[Records contained in a dataset]
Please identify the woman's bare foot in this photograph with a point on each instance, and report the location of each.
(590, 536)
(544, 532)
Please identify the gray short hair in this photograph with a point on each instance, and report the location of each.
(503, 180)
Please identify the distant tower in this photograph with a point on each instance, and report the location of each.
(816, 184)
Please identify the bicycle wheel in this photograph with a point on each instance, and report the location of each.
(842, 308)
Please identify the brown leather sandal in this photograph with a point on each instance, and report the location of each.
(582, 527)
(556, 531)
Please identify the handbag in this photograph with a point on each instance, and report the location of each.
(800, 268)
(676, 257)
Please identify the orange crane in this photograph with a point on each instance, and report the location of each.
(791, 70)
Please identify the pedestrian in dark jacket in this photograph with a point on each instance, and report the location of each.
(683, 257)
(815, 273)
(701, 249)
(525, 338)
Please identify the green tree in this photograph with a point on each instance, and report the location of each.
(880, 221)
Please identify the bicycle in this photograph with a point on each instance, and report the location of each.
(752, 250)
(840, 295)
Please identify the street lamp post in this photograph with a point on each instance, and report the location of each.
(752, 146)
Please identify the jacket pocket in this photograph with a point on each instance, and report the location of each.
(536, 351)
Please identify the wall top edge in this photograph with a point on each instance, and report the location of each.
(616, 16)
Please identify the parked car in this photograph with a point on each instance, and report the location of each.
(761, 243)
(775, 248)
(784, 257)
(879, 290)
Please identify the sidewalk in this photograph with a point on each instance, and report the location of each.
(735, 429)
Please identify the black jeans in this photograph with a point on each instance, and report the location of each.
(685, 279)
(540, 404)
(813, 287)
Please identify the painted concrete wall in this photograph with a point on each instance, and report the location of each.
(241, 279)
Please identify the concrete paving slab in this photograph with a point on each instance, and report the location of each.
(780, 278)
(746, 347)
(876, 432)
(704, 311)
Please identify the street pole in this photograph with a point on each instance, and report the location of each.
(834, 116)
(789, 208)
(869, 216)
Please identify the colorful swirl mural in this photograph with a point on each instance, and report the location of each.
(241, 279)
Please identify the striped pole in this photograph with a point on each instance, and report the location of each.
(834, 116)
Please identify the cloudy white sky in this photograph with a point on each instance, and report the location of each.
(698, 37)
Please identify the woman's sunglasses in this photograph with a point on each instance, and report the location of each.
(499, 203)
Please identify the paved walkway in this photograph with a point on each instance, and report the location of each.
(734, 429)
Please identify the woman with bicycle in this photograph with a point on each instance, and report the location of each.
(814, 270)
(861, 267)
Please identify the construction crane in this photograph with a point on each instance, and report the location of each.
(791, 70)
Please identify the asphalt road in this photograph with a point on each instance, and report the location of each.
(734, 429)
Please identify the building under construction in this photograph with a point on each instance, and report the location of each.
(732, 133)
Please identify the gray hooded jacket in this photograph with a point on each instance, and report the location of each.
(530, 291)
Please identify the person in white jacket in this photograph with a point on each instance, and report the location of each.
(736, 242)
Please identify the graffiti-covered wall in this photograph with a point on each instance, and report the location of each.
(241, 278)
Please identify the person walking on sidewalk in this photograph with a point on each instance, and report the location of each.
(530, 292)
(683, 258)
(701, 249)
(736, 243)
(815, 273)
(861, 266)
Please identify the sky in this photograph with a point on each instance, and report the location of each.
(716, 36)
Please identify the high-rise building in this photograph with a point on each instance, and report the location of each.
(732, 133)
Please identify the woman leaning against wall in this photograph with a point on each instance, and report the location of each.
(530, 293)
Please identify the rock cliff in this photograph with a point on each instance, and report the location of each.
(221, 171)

> WORK ORDER:
Exactly reproduce every line found in the records.

> THE COMPLETED TASK:
Please identify the woman's bare foot in this photograph with a point on each instance, and report the location of each.
(590, 536)
(544, 532)
Please identify the gray short hair in this photograph with a point on each instance, and report the location of each.
(503, 180)
Please identify the distant tower in this photograph with a point on each instance, and report the location of each.
(816, 184)
Please identify the bicycle wheel in this photograph with a point on each instance, and report the location of each.
(842, 308)
Please identify the brown leather sandal in this photograph with a point on each instance, and report the location of each.
(582, 527)
(556, 531)
Please identify the handbag in this photograph with a point on each instance, and report the location of each.
(800, 268)
(676, 257)
Please identify the orange crane in this photograph with a point on each instance, and report the location of each.
(791, 70)
Please identify the pedestrian in dark jacket in this photograph with a point on each instance, and report the location of each.
(683, 257)
(815, 273)
(701, 249)
(525, 338)
Please identify the green tree in this photograph with a point on each instance, and report the location of each.
(880, 221)
Please identify the bicycle in this photograph with a point on each instance, and report the location of each.
(752, 250)
(840, 295)
Please identify the street lamp post in this photograph with a point on each instance, and report the location of each.
(752, 146)
Please identify the jacket pocket in this photograph with a point on each instance, and report the location of each.
(536, 351)
Please identify the wall top edge in this photograph with a point on each instance, and report the location of each.
(616, 16)
Please identify the parked car in this photograph with a point on each instance, and report the location of each.
(761, 243)
(775, 248)
(784, 257)
(879, 290)
Please identify the sidewalk in this photograph with a point on each instance, and report the location of each.
(735, 429)
Please identify the black jeans in this photograph with a point on each instance, and report the location of each.
(685, 279)
(540, 404)
(813, 287)
Please identify the painted concrete wall in this photograph with a point on each instance, and report the location of each.
(241, 279)
Please identify the concrete paving slab in this photograph with a point on each instance, and report the location of each.
(780, 278)
(746, 347)
(876, 432)
(704, 311)
Please identify the street pole in this photograph with a point on each instance, and report the location of each.
(834, 116)
(789, 208)
(869, 216)
Please identify the colorful swirl mural in this photograph with a point on each instance, and report the location of each.
(241, 279)
Please identify the striped pole in this photograph with a point on each instance, and report the location of each.
(834, 116)
Please identify the cloudy white sky in this photograph with a point on each instance, and report the location of each.
(698, 37)
Please identify the woman's sunglasses in this photograph with a point on each instance, and report the location of each.
(499, 203)
Please identify the paved walkway in this photograph with a point on each instance, and report the location of each.
(734, 429)
Please identify the woman with bicycle in this photograph with a point on each instance, and report the location of each.
(814, 270)
(861, 267)
Please identify the construction crane in this photograph with a point on each instance, and report the location of each.
(791, 70)
Please identify the asphalt road in this photograph with a point on each instance, and report the location of each.
(734, 429)
Please identify the building under construction in this photograph with a point on each instance, and report the location of each.
(732, 133)
Please identify the gray hooded jacket in this photograph with a point on each instance, and report the location of each.
(530, 291)
Please identify the person in white jacket in this photograph with a point on each instance, and report the location of each.
(736, 242)
Please identify the graffiti-covered wall in this photograph with a point on each instance, and report the location of each.
(241, 278)
Please identify the person walking on sidewalk in this photograph with a point on each instance, and report the location of each.
(530, 292)
(683, 258)
(701, 249)
(736, 243)
(815, 273)
(861, 266)
Please identify the sky in this photograph with a point on each instance, and report the location of each.
(716, 36)
Please identify the high-rise building in this photograph with a point on each instance, and report the location of each.
(732, 133)
Please identify the woman leaning against wall in this photograph with a point on each instance, and report the location of each.
(530, 293)
Please identify the rock cliff in this photograph with a point on each instance, and report the location of each.
(221, 171)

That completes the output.